▸ DOCUMENT PASSAGE
────────

Please address and clarify 2 queries below...


> On Mar 16, 2021, at 2:14 PM, Dan Williams <dan.j.williams@intel.com> wrote:
> 
> On Tue, Mar 16, 2021 at 9:31 AM Jonathan Cameron
> <Jonathan.Cameron@huawei.com> wrote:
>> 
>> On Mon, 15 Mar 2021 12:45:49 -0700
>> Dan Williams <dan.j.williams@intel.com> wrote:
>> 
>>> Hey Jonathan, happy to see this, some comments below...
>> 
>> Hi Dan,
>> 
>> Thanks for taking a look!
>> 
>>> 
>>> On Wed, Mar 10, 2021 at 10:08 AM Jonathan Cameron
>>> <Jonathan.Cameron@huawei.com> wrote:
>>>> 
>>>> Introduced in an ECN to the PCI 5.0, DOE provides a config space
>>>> based mailbox with standard protocol discovery.  Each mailbox
>>>> is accessed through a DOE PCIE Extended Capability.
>>>> 
>>>> A device may have 1 or more DOE mailboxes, each of which is allowed
>>>> to support any number of protocols (some DOE protocols
>>>> specifications apply additional restrictions).  A given protocol
>>>> may be supported on more than one DOE mailbox on a given function.
>>> 
>>> Are all those protocol instances shared?
>>> I'm trying to mental model
>>> whether, for example, an auxiliary driver instance could be loaded per
>>> DOE mailbox, or if there would need to be coordination of a given
>>> protocol no matter how many DOE mailboxes on that device implemented
>>> that protocol.
>> 
>> Just to check I've understood corectly, you mean multiple instances of same
>> protocol across different DOE mailboxes on a given device?
>> 
> 
> Right.

Could you confirm this case for clarity?  A CXL device may have multiple VF/PF.
For example, PF=0 could have one or more DOE instances for CDAT protocol.  
The driver will scan PF=0 for all DOE instances and finding one or more of CDAT 
protocol will combine/manage them.  I had not considered multiple CDAT tables 
for single PF.  For CXL devices with multiple PF’s the same process would be 
carried out on PF=1-N.

> 
>> At DOE ECN level I don't think it is actually defined if they can
>> interact or not.  I've trawled though the released protocols that I know of
>> to see if there is a consensus but not finding much information.
>> 
>> I would argue however that there would be no reason to have the OS make
>> use of more than one DOE mailbox for the same protocol. Bit fiddly to
>> handle, but doesn't seem impossible to only register a protocol with first
>> DOE that supports it.
>> 
>> CMA does talk about use of multiple methods to communicate with the device
>> and the need for results consistency. However that is referring to out of
>> band vs DOE rather than multiple DOEs.  Plus it isn't making statements
>> about protocol coordination just responses to particular queries.

────────

▸ ITEMS

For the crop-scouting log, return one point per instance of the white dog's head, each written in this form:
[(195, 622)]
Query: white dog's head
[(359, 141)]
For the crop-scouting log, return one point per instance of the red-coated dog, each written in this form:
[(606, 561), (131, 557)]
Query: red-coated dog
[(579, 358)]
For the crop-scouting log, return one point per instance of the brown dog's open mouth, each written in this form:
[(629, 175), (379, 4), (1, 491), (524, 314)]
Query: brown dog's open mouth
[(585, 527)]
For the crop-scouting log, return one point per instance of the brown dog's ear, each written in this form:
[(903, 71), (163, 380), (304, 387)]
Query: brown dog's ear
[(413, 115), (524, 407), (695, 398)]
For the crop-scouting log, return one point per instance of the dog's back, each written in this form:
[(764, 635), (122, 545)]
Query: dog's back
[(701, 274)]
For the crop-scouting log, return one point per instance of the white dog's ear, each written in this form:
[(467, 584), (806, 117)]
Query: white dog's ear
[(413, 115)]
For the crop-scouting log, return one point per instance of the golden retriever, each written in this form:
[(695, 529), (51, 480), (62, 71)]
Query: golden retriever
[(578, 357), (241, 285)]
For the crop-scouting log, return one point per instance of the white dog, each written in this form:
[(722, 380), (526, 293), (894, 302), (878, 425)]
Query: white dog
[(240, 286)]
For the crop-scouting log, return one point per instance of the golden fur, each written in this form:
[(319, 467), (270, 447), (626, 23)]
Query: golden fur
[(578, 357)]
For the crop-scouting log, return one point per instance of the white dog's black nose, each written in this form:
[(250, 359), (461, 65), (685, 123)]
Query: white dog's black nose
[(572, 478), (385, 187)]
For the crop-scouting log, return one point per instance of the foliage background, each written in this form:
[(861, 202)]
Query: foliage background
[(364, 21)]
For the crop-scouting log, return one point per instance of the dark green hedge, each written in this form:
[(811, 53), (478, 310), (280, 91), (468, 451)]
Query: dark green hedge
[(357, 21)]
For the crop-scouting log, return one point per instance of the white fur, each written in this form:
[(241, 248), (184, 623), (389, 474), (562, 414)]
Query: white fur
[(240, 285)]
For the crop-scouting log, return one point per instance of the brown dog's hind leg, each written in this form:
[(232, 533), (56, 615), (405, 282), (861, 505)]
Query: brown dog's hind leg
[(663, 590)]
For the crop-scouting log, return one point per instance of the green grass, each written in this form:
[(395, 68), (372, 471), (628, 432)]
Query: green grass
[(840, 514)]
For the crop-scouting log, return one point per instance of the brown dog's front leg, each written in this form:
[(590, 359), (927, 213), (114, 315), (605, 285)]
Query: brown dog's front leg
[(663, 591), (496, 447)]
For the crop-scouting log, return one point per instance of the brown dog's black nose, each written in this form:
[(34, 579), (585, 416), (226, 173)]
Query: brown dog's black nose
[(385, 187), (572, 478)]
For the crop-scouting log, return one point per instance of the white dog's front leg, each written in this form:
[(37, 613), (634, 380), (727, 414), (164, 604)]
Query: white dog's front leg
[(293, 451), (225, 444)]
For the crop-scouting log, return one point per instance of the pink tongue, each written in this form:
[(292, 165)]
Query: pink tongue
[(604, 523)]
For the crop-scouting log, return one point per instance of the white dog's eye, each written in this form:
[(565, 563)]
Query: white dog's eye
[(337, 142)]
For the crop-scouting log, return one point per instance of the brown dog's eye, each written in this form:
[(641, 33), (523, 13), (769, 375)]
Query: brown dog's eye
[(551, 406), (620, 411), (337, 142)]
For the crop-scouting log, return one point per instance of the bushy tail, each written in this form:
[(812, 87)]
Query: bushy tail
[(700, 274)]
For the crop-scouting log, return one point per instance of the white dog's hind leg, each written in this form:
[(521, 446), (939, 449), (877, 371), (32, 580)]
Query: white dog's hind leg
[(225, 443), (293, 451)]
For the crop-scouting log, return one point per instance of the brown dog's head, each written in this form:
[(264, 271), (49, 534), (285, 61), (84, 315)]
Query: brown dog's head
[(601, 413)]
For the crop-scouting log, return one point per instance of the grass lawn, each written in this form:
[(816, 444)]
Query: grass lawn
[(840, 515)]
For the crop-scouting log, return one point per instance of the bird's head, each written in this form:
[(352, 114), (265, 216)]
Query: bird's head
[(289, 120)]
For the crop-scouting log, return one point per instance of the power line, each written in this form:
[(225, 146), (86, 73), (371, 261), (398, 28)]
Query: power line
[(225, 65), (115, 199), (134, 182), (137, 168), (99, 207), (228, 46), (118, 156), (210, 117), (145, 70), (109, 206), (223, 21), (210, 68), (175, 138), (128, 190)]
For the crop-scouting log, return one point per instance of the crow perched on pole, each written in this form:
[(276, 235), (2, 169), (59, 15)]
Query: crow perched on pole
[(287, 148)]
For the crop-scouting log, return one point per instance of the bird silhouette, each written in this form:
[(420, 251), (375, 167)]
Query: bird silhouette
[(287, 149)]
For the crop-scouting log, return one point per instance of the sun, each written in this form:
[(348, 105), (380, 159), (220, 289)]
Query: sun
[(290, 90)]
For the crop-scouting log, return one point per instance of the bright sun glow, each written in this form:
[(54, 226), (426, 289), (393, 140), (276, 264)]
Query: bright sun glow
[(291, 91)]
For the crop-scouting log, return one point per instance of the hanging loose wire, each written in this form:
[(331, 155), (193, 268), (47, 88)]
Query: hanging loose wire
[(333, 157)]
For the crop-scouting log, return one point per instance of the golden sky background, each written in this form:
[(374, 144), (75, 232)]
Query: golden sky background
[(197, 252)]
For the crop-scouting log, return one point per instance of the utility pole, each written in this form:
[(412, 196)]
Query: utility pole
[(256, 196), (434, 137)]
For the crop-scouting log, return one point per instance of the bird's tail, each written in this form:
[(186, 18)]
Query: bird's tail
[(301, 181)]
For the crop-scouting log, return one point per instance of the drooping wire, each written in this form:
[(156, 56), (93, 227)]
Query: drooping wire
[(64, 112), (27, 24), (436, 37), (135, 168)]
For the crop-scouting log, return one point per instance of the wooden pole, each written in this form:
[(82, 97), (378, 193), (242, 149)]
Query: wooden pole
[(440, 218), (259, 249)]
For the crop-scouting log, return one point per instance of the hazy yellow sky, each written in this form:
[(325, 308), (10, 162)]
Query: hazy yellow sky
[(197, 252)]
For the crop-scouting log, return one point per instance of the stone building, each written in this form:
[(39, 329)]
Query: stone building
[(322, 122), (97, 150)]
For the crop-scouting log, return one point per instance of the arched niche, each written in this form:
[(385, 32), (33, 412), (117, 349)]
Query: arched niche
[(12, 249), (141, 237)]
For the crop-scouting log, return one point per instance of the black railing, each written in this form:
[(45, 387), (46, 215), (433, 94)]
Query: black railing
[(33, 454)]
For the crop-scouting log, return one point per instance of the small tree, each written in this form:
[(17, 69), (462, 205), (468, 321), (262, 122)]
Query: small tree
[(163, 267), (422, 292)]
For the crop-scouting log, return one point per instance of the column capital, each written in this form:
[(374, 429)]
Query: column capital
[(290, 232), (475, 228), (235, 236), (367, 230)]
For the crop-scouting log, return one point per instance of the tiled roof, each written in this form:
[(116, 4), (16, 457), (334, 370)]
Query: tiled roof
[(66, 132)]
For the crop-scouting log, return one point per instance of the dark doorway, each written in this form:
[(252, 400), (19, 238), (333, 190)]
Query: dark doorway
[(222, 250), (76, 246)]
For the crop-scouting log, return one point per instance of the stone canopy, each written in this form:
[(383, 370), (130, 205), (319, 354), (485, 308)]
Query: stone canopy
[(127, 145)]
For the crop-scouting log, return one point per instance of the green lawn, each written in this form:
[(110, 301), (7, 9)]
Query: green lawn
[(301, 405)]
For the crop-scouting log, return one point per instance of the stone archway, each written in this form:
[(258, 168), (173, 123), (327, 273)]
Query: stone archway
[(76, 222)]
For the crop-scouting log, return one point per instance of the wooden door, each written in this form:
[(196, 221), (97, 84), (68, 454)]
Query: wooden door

────────

▸ WHAT TO WORK ON
Write out the DOE mailbox thread again, starting with "For example, PF=0" and going on through "finding much information.", and swap "CDAT" for "SPDM" as you go. The data has no connection to the DOE mailbox thread.

▸ WORKED ANSWER
For example, PF=0 could have one or more DOE instances for SPDM protocol.  
The driver will scan PF=0 for all DOE instances and finding one or more of SPDM 
protocol will combine/manage them.  I had not considered multiple SPDM tables 
for single PF.  For CXL devices with multiple PF’s the same process would be 
carried out on PF=1-N.

> 
>> At DOE ECN level I don't think it is actually defined if they can
>> interact or not.  I've trawled though the released protocols that I know of
>> to see if there is a consensus but not finding much information.